▶ **Work to be completed**: Images are not part of the copy; transcribe all the data exactly.

Saved entries
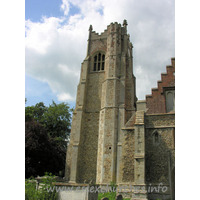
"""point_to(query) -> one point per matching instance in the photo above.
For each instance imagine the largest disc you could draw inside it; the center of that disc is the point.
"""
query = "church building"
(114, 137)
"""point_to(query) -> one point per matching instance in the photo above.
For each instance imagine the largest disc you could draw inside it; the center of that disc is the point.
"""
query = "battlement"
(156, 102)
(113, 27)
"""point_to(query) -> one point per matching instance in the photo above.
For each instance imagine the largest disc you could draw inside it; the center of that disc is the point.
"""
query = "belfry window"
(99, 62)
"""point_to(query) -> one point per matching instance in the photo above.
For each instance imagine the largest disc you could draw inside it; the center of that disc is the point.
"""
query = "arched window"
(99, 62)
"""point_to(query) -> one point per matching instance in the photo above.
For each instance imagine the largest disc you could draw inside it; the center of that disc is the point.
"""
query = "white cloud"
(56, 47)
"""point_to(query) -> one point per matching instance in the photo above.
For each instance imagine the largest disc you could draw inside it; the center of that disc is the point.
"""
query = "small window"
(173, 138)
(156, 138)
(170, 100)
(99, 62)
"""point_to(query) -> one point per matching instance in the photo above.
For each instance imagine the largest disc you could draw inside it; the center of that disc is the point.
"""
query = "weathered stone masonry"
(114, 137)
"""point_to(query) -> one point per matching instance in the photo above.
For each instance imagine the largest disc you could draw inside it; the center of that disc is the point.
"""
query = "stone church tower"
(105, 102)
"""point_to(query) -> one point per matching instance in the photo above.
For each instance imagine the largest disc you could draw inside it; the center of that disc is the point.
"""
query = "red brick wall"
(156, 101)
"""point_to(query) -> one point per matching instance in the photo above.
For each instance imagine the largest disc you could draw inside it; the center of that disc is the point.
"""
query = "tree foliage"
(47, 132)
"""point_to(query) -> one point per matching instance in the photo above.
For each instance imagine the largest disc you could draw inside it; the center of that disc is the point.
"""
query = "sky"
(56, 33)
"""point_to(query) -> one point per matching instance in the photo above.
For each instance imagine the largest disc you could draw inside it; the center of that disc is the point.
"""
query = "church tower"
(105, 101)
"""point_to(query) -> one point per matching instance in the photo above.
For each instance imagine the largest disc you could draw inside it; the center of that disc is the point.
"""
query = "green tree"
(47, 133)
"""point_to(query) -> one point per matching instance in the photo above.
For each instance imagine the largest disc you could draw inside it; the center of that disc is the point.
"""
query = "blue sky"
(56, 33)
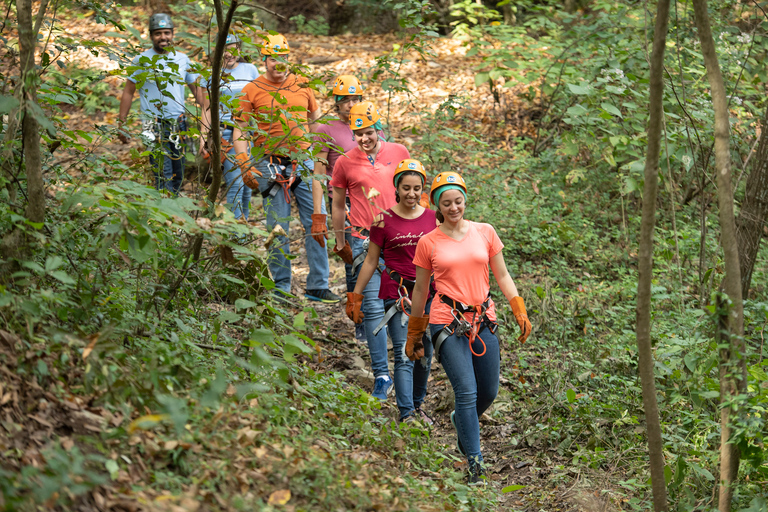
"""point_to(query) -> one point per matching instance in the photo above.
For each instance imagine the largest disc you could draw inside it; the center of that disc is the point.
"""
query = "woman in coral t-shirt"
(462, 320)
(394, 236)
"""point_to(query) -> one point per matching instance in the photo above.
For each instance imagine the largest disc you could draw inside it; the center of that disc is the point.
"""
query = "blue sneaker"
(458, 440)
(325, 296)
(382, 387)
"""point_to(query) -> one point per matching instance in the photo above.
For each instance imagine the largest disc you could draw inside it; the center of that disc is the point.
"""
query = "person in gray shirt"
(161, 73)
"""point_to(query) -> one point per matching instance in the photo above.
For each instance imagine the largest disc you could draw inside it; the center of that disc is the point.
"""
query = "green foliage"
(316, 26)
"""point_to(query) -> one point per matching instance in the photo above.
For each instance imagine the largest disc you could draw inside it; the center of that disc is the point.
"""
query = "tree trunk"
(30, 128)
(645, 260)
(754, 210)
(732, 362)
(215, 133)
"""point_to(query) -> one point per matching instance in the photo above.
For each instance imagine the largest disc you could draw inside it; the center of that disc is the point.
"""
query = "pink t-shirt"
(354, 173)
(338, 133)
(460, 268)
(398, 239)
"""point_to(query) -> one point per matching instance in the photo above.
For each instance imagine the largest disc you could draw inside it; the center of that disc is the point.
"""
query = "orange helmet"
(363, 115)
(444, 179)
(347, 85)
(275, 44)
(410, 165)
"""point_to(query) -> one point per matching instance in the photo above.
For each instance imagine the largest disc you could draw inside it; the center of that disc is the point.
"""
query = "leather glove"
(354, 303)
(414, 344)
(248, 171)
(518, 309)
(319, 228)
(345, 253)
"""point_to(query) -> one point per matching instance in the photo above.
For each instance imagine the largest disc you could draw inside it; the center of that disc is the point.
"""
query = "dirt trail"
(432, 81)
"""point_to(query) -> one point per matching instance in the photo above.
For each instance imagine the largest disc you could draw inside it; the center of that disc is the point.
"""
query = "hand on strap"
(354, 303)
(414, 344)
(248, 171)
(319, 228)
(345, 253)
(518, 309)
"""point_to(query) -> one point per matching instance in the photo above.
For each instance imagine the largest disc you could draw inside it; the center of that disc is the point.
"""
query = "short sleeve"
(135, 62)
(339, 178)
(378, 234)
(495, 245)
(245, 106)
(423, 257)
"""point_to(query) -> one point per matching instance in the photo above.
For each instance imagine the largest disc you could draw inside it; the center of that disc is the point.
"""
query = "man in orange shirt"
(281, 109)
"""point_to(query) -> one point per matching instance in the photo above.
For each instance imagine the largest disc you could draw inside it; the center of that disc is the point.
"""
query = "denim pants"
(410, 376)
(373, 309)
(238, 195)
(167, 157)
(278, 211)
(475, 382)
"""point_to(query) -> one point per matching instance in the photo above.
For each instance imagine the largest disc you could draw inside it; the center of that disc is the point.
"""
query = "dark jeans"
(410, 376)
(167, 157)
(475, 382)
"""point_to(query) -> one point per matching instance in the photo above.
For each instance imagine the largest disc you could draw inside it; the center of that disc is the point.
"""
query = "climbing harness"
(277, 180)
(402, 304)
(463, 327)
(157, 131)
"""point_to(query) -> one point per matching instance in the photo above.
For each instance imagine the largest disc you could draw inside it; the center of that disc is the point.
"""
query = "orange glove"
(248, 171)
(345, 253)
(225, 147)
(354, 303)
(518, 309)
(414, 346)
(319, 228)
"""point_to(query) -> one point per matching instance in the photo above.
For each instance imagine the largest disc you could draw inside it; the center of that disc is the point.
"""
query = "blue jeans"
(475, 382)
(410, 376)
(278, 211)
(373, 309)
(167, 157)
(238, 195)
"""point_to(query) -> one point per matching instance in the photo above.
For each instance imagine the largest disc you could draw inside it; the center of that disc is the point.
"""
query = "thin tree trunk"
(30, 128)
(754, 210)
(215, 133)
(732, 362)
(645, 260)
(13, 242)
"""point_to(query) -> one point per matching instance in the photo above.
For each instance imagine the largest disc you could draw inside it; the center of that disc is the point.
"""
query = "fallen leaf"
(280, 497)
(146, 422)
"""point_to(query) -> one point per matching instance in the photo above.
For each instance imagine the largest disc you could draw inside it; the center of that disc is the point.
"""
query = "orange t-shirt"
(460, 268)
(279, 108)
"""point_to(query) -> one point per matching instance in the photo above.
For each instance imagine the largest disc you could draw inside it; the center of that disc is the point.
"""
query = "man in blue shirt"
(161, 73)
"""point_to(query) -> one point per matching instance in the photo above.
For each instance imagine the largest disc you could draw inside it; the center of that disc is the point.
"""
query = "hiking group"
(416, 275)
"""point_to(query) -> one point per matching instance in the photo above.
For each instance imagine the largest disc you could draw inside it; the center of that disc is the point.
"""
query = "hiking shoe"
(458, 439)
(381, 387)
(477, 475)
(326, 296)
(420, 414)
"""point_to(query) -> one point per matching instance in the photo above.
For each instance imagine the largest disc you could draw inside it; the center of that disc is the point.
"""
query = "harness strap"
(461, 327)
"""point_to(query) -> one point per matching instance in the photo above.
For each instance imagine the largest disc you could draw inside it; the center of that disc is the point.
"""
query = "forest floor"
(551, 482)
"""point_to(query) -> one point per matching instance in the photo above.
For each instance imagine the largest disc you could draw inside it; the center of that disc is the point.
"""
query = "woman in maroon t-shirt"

▶ **Solution for this problem**:
"""point_to(query) -> one point per matching instance in the photo above.
For each instance imagine the largest disc you could draw inside it; the center of that disc is the point.
"""
query = "church building"
(114, 137)
"""point_to(query) -> one point per matching instance in the photo above.
For each instance imagine the largest disc you could draw inside it; the center of that disc is the point.
"""
query = "battlement"
(156, 102)
(113, 27)
"""point_to(query) -> one point per matching instance in the photo above.
For each instance imagine the largest disc you could draw inside it; the center of that disc is the point.
"""
query = "belfry window"
(99, 62)
"""point_to(query) -> one point per matching instance in the photo above.
For each instance imagine the largest disc you could draw inside it; the center of that disc is the point.
"""
query = "arched window"
(99, 62)
"""point_to(query) -> one point per matching instance in the photo above.
For each instance imagine the largest disc you could draw inside it; the center of that disc is the point.
"""
query = "white cloud"
(56, 47)
"""point_to(query) -> one point per matching instance in the photo above.
For each instance imagine the largest disc you could draw inside it; the center of that disc is the point.
"""
query = "small window"
(173, 138)
(156, 138)
(170, 100)
(99, 62)
"""point_to(query) -> one point per matching instance in the photo above.
For each instance imagine the largest disc you could draw inside it; the center of that disc is the point.
"""
query = "weathered stone masonry"
(114, 137)
"""point_to(query) -> one point per matching instance in the photo above.
For each instance imagine the largest disc you could draw inside it; the center of that disc is the point.
"""
query = "stone church tower"
(105, 102)
"""point_to(query) -> one point per matching instance in the photo above.
For each instance imagine the largest disc you could draw inside it; the center of that disc is the point.
"""
query = "red brick wall"
(156, 101)
"""point_to(query) -> one point per matching instance in the photo above.
For each instance imagine the largest disc you could draw inside it; the center of that disc is the point.
"""
query = "tree foliage"
(47, 132)
"""point_to(query) -> one point per matching instance in the photo above.
For each instance imagine the largest disc you could draw inside it; the center of that disc is the point.
"""
query = "sky"
(56, 33)
"""point_to(query) -> one point per matching instance in the photo above.
For each instance imagine the largest disc you could draw inside it; the center of that disc is the point.
"""
query = "church tower"
(105, 101)
"""point_to(query) -> one point per matching instance in the photo above.
For each instance imagine the largest disc you could draw inside it; the center of that disc is the point.
"""
query = "green tree"
(47, 133)
"""point_to(query) -> one point per matching instance in the photo above.
For each instance imagine the largest disc you could draw inside it; the center of that disc is the point.
"""
query = "blue sky"
(56, 33)
"""point_to(query) -> one point per matching instance in the photo above.
For each instance imagine the largest disc you could draw inside it; the center of that disc is the point.
"""
query = "woman in coral t-shirt"
(462, 320)
(394, 236)
"""point_to(query) -> one point per matching instance in the photo above.
For each instance imagine the largest disc you could draw inside it; the center of that disc is the point.
"""
query = "blue sneaker"
(458, 440)
(325, 296)
(382, 387)
"""point_to(query) -> one point per matching instance in the photo above.
For each instance imagine the largest disc you could draw inside it; the center of that disc is the point.
"""
query = "person in gray shirt"
(161, 73)
"""point_to(query) -> one point per matching instance in the photo above.
For each instance imagine the largest disc you could draw inside it; the center of that disc is the point.
"""
query = "green foliage"
(316, 26)
"""point_to(query) -> one point per matching instance in the photo above.
For each instance imagine the largest disc you could draw inside it; the center of that disc is the point.
"""
query = "tree trunk"
(30, 128)
(645, 260)
(754, 210)
(732, 362)
(215, 133)
"""point_to(query) -> one point per matching instance in the photo above.
For each instance imagine the largest disc you could draw inside it; the center of that disc is the point.
"""
query = "pink t-shirt"
(354, 173)
(338, 133)
(460, 268)
(398, 239)
"""point_to(query) -> one point per matching instance in the photo above.
For each instance imagine the largest disc you could draw inside it; the center of that disc is the point.
"""
query = "orange helmet"
(363, 115)
(444, 179)
(347, 85)
(275, 44)
(410, 165)
"""point_to(query) -> one point per matching instance in the photo above.
For each instance imagine the largest disc you could draw inside it; the center of that disc is the point.
"""
query = "leather glove"
(354, 303)
(414, 344)
(248, 171)
(518, 309)
(319, 228)
(345, 253)
"""point_to(query) -> one point per matching instance in the photo above.
For each instance imagine the largest disc you could draw inside it; the center of that disc is the point.
"""
query = "dirt trail"
(432, 81)
"""point_to(query) -> one point per matching instance in the photo above.
For each instance imagine the largest disc you could draw inside it; the center of that disc is the point.
"""
query = "hand on strap"
(354, 303)
(414, 344)
(248, 171)
(319, 228)
(345, 253)
(518, 309)
"""point_to(query) -> one point per matching instance in the photo above.
For each instance imagine the largest disc you could draw inside it; the center of that disc is the point.
"""
query = "short sleeve"
(135, 62)
(339, 178)
(378, 234)
(495, 245)
(245, 106)
(423, 257)
"""point_to(query) -> one point per matching instance in the photo above.
For each instance imagine the largest disc you could draw inside it; the center of that disc is the point.
"""
query = "man in orange shirt"
(281, 109)
"""point_to(query) -> one point per matching instance in the photo above.
For each instance imagine the largest disc you could draw inside it; the center of that disc is the point.
"""
query = "denim pants"
(410, 376)
(373, 309)
(238, 195)
(167, 157)
(278, 211)
(475, 382)
"""point_to(query) -> one point per matching instance in the photo above.
For each instance imagine the largest disc you could draw inside it; the center of that disc is the point.
"""
query = "dark jeans"
(410, 376)
(167, 157)
(475, 382)
"""point_to(query) -> one point per matching instance in the photo above.
For each instance imagine the largest disc you could draw inside it; the center of that disc is the point.
"""
query = "climbing harness"
(277, 180)
(402, 304)
(463, 327)
(157, 131)
"""point_to(query) -> one point per matching instance in the photo above.
For each instance imagine the largest disc you could draw inside it; the center of that disc is the point.
"""
query = "orange glove"
(248, 171)
(345, 253)
(225, 147)
(354, 303)
(518, 309)
(414, 346)
(319, 228)
"""point_to(query) -> one point per matching instance in the photo above.
For each instance imagine the largest disc you could draw inside it; the center of that disc is the point.
"""
query = "blue jeans"
(475, 382)
(410, 376)
(278, 211)
(373, 309)
(167, 157)
(238, 195)
"""point_to(query) -> one point per matching instance in the photo above.
For each instance imagine the largest disc you could draw inside it; the center of that disc is the point.
"""
query = "thin tree trunk"
(30, 128)
(754, 210)
(215, 133)
(732, 362)
(645, 260)
(13, 242)
"""point_to(query) -> one point per matching instance in the photo above.
For each instance imagine the largest disc you could draw inside it; the center of that disc is the point.
"""
query = "fallen leaf"
(280, 497)
(146, 422)
"""point_to(query) -> one point per matching instance in the photo above.
For each instance imagine the largest disc you could draw inside it; the center of that disc is the point.
"""
query = "orange t-shirt"
(460, 268)
(279, 108)
"""point_to(query) -> one point per matching instance in the photo above.
For each instance imagine the largest disc you could draw inside it; the center of that disc is the point.
"""
query = "man in blue shirt"
(161, 73)
"""point_to(query) -> one point per matching instance in the photo above.
For each instance imagine the largest disc you could draw inside it; the center of that disc is the point.
"""
query = "hiking group"
(416, 275)
"""point_to(query) -> one point per matching instance in the photo above.
For each instance imagine the largest disc you could draw inside it; the center of that disc is the point.
"""
query = "hiking shoe"
(458, 439)
(381, 387)
(477, 475)
(326, 296)
(420, 414)
"""point_to(query) -> one point per matching instance in the photo above.
For each instance imagine the largest disc you could draw inside it; the center of that disc is the point.
"""
query = "harness strap"
(461, 327)
"""point_to(query) -> one point per matching instance in the photo above.
For each instance imagine the largest disc you could draw inside it; the center of that disc is the point.
"""
query = "forest floor"
(551, 482)
"""point_to(query) -> one point per matching instance in the photo above.
For each instance imagine the largest disc you could draw inside it; the center of that disc is the point.
"""
query = "woman in maroon t-shirt"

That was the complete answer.